-- WHAT YOU SHOULD DO --
Extend the article about the bucking bull Pacific Bell, picking up right after its last sentence.

-- EXCERPTED PASSAGE --
Pacific Bell
- Pacific Bell bucking at a National Finals Rodeo
- Breed: Brangus
- Sex: Bull
- Born: 1981 Russell Ranch, Folsom, California, U.S.
- Died: 1993 (aged 11–12)
- Nationality: United States
- Years active: 1987 - 1993
- Owner: Dan Russell
- Weight: 1,750 lb (794 kg)
- Appearance: Dark Tan with a White Face
- Awards: PRCA Bucking Bull of the Year 1988, 1989, 1990

= Pacific Bell (bull) =

American bucking bull (1981-1993)

Pacific Bell #14 (April 1, 1981 - 1993) was an American bucking bull. He was the only three-time consecutive Professional Rodeo Cowboys Association (PRCA) Bucking Bull of the Year (1988 - 1990). In his career, he was successfully ridden only six times in over 150 attempts.

==Background==
Pacific Bell was born in 1981. He was a dark tan/black color with a big white face. He was a brangus bull who weighed 1750 lb at the peak of his career. Raised and owned throughout his career by stock contractor Dan Russell, Pacific Bell was born and raised on the Russell Ranch in Folsom, California. He earned his name at age four after he began bucking and Russell noticed that "he liked to throw back his head while bucking as if he wanted to reach out and touch someone."

Russell had a significant impact in the sport of bull riding. He owned and operated Western Rodeos, Inc., which he inherited from his father. The Russell family had been involved in the cattle industry since the Civil War. The co-founders of the Professional Bull Riders (PBR) rode Russell's stock throughout the 1980s and 90s. Bullfighters for the PBR and PRCA such as Rob Smets, Shorty Gorham, and Joe Baumgartner started their careers working at events in California where Russell provided stock. Russell was particularly well-remembered for his involvement with rodeo in Salinas, California. Since 2002, he lived with his wife Linda in Henryetta, Oklahoma. Danny, his son, is also a stock contractor.

Like the undefeated PRCA bull Red Rock, undefeated PBR bull Mick E. Mouse, barely ridden PBR bull Bushwacker and other such famous bulls, Pacific Bell showed that he had no set bucking pattern. The bull would toss his head side to side and could jump extremely high. His bucking abilities made it extremely difficult for cowboys to determine what the bull was going to do and get a qualified ride from him.

-- DATA LINES --
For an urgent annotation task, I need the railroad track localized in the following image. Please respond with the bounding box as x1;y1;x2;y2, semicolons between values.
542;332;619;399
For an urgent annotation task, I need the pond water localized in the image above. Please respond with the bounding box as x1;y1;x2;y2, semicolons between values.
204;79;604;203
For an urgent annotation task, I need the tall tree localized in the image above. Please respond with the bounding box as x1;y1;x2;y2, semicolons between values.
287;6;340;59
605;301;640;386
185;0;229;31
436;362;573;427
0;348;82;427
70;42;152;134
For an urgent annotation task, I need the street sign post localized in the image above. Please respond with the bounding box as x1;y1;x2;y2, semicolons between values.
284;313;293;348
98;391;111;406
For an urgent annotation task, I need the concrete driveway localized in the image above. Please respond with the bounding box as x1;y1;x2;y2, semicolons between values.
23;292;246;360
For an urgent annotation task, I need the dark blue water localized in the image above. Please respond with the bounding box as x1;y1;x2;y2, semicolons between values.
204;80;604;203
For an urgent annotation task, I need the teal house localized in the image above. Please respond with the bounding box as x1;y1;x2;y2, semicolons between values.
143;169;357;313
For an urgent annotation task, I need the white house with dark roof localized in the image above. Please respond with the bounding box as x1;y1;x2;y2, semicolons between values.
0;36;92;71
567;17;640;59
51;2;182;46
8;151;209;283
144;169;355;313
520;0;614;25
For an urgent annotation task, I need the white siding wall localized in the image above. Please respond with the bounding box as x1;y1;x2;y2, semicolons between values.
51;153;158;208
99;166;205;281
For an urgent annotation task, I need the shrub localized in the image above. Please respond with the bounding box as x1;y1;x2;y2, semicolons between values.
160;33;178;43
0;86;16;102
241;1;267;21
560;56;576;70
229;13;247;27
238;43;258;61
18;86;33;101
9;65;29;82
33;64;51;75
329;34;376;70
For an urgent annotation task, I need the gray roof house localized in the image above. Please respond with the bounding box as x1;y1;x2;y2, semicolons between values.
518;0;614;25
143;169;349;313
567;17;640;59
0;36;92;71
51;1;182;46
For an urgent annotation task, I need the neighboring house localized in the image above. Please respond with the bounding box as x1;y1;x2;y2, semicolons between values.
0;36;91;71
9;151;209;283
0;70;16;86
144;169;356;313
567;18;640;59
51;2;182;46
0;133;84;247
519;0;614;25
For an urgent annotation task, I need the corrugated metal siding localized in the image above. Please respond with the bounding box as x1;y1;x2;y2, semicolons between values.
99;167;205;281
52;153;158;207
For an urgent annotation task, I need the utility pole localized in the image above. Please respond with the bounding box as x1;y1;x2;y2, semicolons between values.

-- RESULT BELOW --
==Career==
At the age of four, Pacific Bell began to buck. As his career progressed, he became sponsored by the Skoal tobacco company, thus becoming known as Skoal Pacific Bell. He became the top bull at the 1987 National Finals Rodeo (NFR) for bucking off Rickey Lindsey and Dale Johansen. While the bull was part of the PRCA circuit, he bucked off cowboy after cowboy, including many of the best bull riders of the time. These included 1987 PRCA world champion Lane Frost, who was the only cowboy to ride 1987 Bucking Bull of the Year Red Rock (which he did after Red Rock's retirement, in the Challenge of the Champions). Then came three-time world champion and rider of "the most dangerous bull ever" Bodacious, Tuff Hedeman. Skoal Pacific Bell also bucked off "King of the Cowboys" Ty Murray.

In 1988, during the Grand National Rodeo in San Francisco, California, Skoal Pacific Bell was ridden by future PRCA world champion Cody Custer for 90 points. In Round 1 of the 1988 NFR, future world champion Jim Sharp logged an 85-point ride on Skoal Pacific Bell. It paved the way for the first of Sharp's two PRCA world championships. "He's a bull that's quick and kicks really high and spins real fast," Sharp later told reporters. "He just bucks hard. It's a combination of everything that makes him so good. He does it all." 1985 world champion Ted Nuce was awarded 83 points on him in Round 10 of that same year's NFR. David Fournier rode him for 72 points in Round 10 of the 1989 NFR. The bull bucked off 1982 PRCA world champion Charlie Sampson in the championship round of the 1990 California Rodeo Salinas. This was Sampson's third attempt to try to ride him.

Skoal Pacific Bell bucked off future PBR world champion Michael Gaffney during Round 6 of the 1991 NFR. He was then successfully ridden by future PBR world champion Troy Dunn for 91 points during Round 10 of that same year's NFR. In February 1993, the bull gave 1992 PRCA world champion Cody Custer a concussion and a laceration to his chin at Bullnanza in Guthrie, Oklahoma. At the 1993 Bull Riders Only (BRO) World Championship in Long Beach, California, he was successfully ridden in the championship round by Buddy Gulden for 81 points. This was Skoal Pacific Bell's last known professional out.

==Death and legacy==
Skoal Pacific Bell died in late 1993. Dan Russell died on December 29, 2013 of a heart attack at age 61 in his home near Henryetta, Oklahoma. He was known for raising and owning several champion bucking bulls such as Pacific Bell, Rocky, and Grasshopper.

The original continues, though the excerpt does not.